*** RECORDS FOR PROCESSING

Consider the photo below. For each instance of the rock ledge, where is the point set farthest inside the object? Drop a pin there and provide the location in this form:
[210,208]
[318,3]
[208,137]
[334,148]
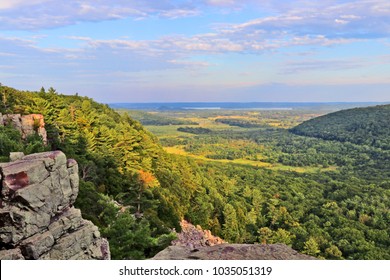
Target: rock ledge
[37,217]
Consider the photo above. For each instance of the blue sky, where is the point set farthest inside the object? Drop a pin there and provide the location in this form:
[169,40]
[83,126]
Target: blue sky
[207,50]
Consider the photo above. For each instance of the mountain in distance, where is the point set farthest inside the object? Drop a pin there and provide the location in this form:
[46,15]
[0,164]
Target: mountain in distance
[178,106]
[136,193]
[362,126]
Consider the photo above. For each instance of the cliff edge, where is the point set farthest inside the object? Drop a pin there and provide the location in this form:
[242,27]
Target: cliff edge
[37,217]
[194,243]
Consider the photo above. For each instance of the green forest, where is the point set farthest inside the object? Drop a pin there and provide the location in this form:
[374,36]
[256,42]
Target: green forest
[320,185]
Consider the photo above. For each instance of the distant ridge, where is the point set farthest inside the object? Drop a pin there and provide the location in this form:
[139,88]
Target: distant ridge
[333,106]
[362,126]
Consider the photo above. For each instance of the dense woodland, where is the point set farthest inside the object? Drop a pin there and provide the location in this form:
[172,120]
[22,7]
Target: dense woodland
[137,193]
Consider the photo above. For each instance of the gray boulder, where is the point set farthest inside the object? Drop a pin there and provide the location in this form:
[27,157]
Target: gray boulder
[37,217]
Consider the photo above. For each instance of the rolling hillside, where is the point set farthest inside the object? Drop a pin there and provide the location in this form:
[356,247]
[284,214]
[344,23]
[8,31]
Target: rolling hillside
[362,126]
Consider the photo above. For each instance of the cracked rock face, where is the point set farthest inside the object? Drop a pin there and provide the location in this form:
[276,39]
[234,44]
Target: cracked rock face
[232,252]
[37,217]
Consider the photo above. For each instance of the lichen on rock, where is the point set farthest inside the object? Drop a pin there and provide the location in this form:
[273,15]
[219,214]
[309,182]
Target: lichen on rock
[37,217]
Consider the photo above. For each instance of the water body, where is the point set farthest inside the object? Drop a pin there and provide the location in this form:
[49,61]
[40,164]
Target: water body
[249,106]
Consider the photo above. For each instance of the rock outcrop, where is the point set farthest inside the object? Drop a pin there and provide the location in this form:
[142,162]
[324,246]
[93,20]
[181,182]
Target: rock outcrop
[195,237]
[27,124]
[232,252]
[195,243]
[37,217]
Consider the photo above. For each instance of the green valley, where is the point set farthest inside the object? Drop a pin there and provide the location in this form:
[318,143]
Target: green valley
[248,176]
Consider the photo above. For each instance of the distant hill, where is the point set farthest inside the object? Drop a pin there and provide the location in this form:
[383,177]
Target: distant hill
[362,126]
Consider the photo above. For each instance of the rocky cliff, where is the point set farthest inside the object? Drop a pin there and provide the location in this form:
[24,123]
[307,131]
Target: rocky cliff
[194,243]
[37,217]
[27,125]
[232,252]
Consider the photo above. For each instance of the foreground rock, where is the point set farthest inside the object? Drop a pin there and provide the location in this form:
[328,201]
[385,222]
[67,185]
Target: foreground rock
[37,217]
[195,243]
[232,252]
[195,237]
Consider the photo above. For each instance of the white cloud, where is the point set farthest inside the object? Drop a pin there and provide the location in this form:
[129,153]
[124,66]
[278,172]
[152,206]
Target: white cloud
[12,4]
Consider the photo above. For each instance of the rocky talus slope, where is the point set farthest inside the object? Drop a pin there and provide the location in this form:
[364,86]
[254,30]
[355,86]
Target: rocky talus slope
[37,217]
[194,243]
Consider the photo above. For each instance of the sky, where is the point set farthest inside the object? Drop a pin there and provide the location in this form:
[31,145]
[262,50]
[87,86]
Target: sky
[201,51]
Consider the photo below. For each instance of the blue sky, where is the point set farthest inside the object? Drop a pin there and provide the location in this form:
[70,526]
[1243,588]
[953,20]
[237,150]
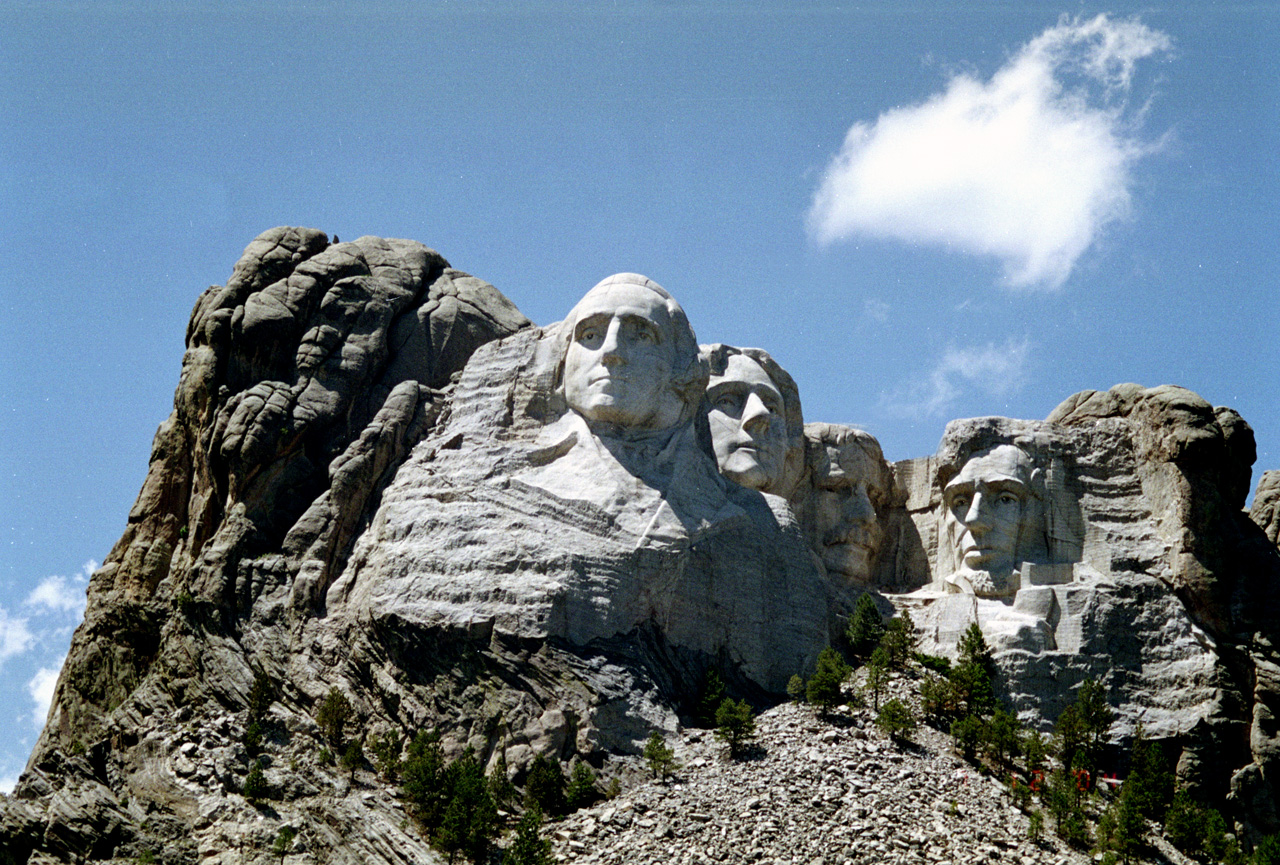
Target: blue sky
[923,211]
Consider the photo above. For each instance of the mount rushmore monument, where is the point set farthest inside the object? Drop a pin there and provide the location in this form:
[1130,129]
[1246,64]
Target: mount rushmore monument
[380,477]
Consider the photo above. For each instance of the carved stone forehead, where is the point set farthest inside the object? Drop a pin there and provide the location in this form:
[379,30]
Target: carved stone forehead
[1005,462]
[621,289]
[740,367]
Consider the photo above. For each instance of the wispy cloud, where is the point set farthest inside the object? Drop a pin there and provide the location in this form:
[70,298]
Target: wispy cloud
[41,690]
[59,594]
[993,370]
[16,637]
[1028,166]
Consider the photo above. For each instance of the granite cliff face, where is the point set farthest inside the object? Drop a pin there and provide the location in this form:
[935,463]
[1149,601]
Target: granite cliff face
[380,477]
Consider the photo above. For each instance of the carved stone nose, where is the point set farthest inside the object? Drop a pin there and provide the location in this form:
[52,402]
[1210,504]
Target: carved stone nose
[755,415]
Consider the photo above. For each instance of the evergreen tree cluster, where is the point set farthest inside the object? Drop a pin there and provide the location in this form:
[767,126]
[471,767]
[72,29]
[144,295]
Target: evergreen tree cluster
[457,806]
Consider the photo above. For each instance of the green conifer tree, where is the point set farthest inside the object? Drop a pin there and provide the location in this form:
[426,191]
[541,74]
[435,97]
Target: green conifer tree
[823,687]
[735,724]
[865,627]
[659,756]
[529,847]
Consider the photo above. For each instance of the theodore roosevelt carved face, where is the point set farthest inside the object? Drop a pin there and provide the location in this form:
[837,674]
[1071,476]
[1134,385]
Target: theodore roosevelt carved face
[850,486]
[631,358]
[984,509]
[753,412]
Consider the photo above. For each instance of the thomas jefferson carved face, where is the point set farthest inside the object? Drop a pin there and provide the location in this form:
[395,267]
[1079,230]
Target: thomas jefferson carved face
[621,357]
[746,416]
[850,485]
[983,518]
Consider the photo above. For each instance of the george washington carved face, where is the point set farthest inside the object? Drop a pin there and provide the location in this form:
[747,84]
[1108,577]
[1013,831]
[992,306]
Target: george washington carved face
[627,356]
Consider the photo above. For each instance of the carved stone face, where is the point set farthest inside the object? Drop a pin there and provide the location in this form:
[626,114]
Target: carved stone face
[620,360]
[845,504]
[983,518]
[748,424]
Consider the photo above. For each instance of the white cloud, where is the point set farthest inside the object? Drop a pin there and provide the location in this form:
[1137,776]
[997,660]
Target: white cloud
[41,690]
[1028,166]
[993,370]
[59,594]
[16,637]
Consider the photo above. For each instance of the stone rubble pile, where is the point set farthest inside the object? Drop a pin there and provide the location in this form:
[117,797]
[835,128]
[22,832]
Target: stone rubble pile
[813,792]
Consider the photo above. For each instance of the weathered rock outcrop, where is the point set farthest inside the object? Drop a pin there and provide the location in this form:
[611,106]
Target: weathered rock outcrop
[306,380]
[1265,509]
[1136,566]
[376,480]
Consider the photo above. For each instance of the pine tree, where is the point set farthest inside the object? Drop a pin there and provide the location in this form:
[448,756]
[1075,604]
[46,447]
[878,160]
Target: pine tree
[973,648]
[899,640]
[544,787]
[735,724]
[865,627]
[470,818]
[581,790]
[423,779]
[1002,735]
[332,717]
[352,756]
[877,674]
[711,698]
[823,687]
[896,721]
[255,785]
[795,689]
[529,847]
[1150,783]
[659,756]
[385,747]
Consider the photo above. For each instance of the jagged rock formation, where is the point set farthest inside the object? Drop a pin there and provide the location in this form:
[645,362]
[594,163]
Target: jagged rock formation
[1266,506]
[376,480]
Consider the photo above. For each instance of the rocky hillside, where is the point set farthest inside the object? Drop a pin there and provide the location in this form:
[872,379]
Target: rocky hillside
[373,485]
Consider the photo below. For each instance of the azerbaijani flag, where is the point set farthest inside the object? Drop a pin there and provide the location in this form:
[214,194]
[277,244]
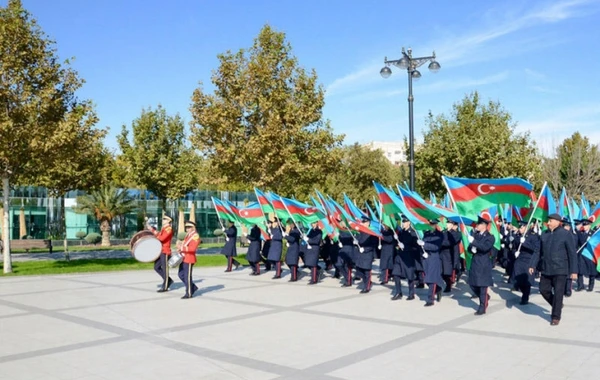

******

WORK INSTRUCTIONS: Reproduce each line of the data containing the word "below".

ANSWER FOR THE TASK:
Consider the photo below. For each instance of the rock ledge, where is the point set farthest inside the object? Drop a pin there and provide the location in this form:
Consider the photo below. For each instance of the blue sky, where is the point set farthest inside the object? Drop a pin there and provide the location in this form:
Consider the photo below. For each instance of the azerbaijani flag, where is the point set farthest inside the object? Drop a pin there and provide the location in this form:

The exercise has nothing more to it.